This new trend has created some significant new challenges for the European and national social partners of the construction sector. To understand these new developments and collect the evidence basis for joint social partner recommendations, EFBWW and FIEC implemented the project Better Functioning of the European Construction Labour Market (FELM) with the financial support of the European Commission Budget Heading - Industrial relations and social dialogue (Grant agreement VS/2021/0011). The European Centre was contracted to conduct the research for the FELM project.


The objectives of the project “Better Functioning of the European construction labour Market - FELM” (VS/2021/0011 - Support for social dialogue) in which the research activities at hand were embedded comprised the following:

  1. to assess European labour market challenges linked to the increased number of non-EU companies and workers on the European construction sector, scrutinizing both businesses’ challenges and workers’ challenges;
  2. to produce a comprehensive picture on how non-EU companies and non-EU workers access the European labour market as well as the terms and conditions of their work in the European construction sector, through a legal, quantitative and qualitative analysis;
  3. to draw up conclusions and offer joint social partner recommendations on how to improve the functions of the European construction market.

GIVEN REQUEST 1: Return the part of the FELM project passage starting at "The objectives of" and ending at "European construction market.", copied word for word.
GIVEN REQUEST 2: Write the next part of the FELM project passage, picking up after its last sentence.
The data that comes next is separate material, unrelated to the FELM project passage.

DATA SECTION:

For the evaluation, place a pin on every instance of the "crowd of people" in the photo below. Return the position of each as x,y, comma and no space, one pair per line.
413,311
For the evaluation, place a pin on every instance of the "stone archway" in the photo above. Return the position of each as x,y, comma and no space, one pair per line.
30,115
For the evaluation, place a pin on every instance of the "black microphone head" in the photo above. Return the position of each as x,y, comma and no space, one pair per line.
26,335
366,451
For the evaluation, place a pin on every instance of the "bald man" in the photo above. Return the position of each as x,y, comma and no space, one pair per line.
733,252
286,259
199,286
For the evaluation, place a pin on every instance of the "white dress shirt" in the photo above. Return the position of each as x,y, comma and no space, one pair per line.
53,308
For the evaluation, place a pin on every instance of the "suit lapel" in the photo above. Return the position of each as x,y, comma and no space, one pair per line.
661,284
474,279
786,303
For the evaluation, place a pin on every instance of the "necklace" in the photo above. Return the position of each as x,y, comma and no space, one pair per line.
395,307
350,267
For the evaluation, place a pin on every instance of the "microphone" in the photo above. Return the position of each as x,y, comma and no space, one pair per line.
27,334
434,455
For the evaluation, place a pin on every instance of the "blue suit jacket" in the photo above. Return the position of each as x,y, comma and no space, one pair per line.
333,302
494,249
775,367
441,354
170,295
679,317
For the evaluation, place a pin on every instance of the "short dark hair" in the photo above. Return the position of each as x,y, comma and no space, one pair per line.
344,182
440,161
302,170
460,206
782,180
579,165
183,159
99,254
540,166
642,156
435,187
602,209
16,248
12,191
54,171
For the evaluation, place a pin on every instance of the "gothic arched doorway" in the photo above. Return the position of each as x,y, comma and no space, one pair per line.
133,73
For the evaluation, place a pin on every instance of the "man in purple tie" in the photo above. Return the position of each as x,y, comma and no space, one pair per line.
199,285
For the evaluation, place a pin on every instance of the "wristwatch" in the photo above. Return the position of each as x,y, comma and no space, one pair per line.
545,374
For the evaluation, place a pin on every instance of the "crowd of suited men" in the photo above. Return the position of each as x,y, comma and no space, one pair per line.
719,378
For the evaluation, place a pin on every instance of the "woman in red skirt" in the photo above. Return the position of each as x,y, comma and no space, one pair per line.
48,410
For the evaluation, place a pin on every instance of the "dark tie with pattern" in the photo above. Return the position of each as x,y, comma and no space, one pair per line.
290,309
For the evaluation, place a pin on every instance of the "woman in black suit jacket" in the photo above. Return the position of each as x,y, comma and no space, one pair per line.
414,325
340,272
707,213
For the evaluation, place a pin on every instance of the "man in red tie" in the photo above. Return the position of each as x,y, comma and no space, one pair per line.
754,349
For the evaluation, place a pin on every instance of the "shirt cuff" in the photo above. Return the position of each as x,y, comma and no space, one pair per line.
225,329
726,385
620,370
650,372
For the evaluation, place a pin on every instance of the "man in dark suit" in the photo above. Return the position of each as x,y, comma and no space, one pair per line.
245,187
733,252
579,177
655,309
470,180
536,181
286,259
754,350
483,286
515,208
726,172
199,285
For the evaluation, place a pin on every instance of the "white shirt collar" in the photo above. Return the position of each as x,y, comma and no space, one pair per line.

RESPONSE 1:
The objectives of the project “Better Functioning of the European construction labour Market - FELM” (VS/2021/0011 - Support for social dialogue) in which the research activities at hand were embedded comprised the following:

  1. to assess European labour market challenges linked to the increased number of non-EU companies and workers on the European construction sector, scrutinizing both businesses’ challenges and workers’ challenges;
  2. to produce a comprehensive picture on how non-EU companies and non-EU workers access the European labour market as well as the terms and conditions of their work in the European construction sector, through a legal, quantitative and qualitative analysis;
  3. to draw up conclusions and offer joint social partner recommendations on how to improve the functions of the European construction market.

RESPONSE 2:
The objectives of the European Centre’s external expertise included:

  1. To conduct the study part of the project
  2. To assess specific case studies
  3. To support the work of the project management steering group
  4. To produce an intermediary report after the first phase of the project
  5. To assist with the elaboration of the possible recommendations
  6. To assist with the preparation of the two foreseen seminars
  7. To produce a final report with the study results and joint social partner recommendations.


The research questions for this study were:

  • How do non-EU companies and non-EU workers access the European labour market?
  • How many non-EU construction companies are currently active on the European construction market (broken down by country of destination, country of origin and construction activity)?
  • How many non-EU construction workers are currently employed in the EU? How many TCN workers are posted across the EU (broken down to the level of disaggregation permitted by the existing databases and other data sources)?
  • What are the terms and conditions under which non-EU companies and workers operate in the European construction sector?
  • What are the businesses’ and workers’ challenges?

The methodology required to accomplish the study was that of mixed method:

  • Review of legal instruments: a critical analysis of the European legal framework and, where necessary, of the national legislative, administrative and practical framework allowing the employment of third-country workers and participation of third-country companies in public procurement in the European construction market. 
  • Quantitative data collection and analysis: number and characteristics of third country construction companies, construction workers, and posted construction workers.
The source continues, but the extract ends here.